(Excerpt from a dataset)
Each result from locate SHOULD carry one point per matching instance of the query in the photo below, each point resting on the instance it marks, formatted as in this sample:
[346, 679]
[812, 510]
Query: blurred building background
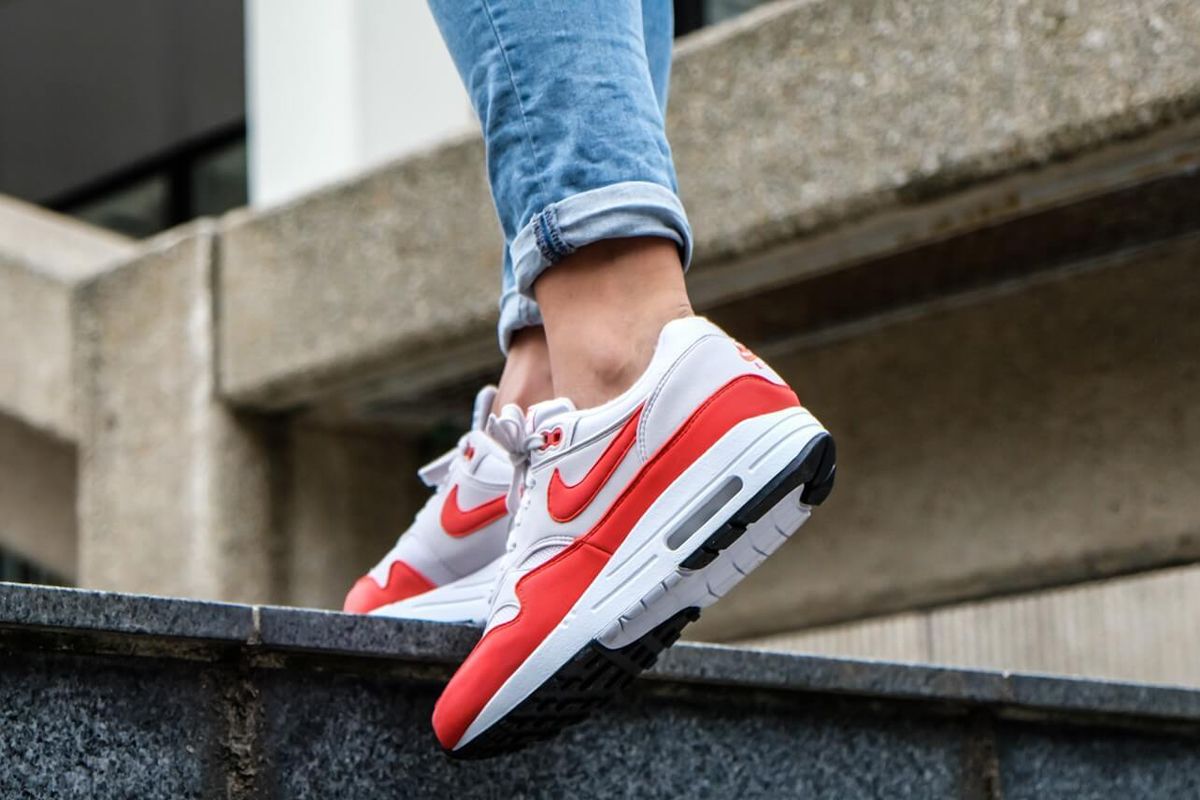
[966, 232]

## Set problem
Repeat each entry exactly as it appears; skip any picture.

## Solution to this exercise
Each result from locate SHOULD carry one point per matching instance of the query in the photo below, each point resting on the instance it marks, formatted as in this sample:
[346, 679]
[812, 510]
Query: blurred building background
[966, 232]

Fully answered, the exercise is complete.